Rewrite everything from the line containing "If you could mark the sunlight" down to and including the line containing "<point>222,174</point>", request lines too, and nothing else. Shift each point by adding -103 to both of its coordinates.

*Records for processing*
■ ■ ■ ■ ■

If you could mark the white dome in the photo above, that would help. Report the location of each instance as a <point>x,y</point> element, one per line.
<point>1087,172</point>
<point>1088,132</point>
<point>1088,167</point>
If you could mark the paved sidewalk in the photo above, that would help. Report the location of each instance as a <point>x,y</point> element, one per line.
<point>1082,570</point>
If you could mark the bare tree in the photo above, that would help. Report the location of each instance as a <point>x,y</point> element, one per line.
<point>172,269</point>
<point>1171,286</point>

■ ■ ■ ■ ■

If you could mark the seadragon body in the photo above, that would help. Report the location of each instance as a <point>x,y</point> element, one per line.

■ ■ ■ ■ ■

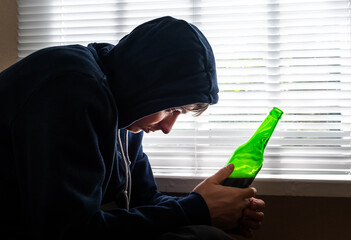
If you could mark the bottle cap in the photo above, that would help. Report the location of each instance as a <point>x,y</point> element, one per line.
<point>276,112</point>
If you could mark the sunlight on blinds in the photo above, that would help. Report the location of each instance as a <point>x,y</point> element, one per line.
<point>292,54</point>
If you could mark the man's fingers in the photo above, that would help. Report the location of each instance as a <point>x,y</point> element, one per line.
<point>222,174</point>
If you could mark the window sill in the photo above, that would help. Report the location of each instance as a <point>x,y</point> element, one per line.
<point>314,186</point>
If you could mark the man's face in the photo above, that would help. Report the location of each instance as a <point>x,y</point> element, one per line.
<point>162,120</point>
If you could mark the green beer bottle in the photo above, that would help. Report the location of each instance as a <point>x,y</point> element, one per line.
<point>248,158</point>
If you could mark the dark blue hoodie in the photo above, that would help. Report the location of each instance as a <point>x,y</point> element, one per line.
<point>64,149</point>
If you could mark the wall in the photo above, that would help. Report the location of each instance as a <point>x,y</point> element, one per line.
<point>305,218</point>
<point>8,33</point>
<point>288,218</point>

■ ■ ■ ■ ■

*Answer to this exercise*
If you could mark the sunlight on blinds in the photo above, that would help. Report the location of each instance as a <point>x,y</point> element, one per line.
<point>189,-49</point>
If you could mark the man's fingers in the photo above, that would help. Report the location of each instance as a <point>x,y</point> element, one per line.
<point>119,71</point>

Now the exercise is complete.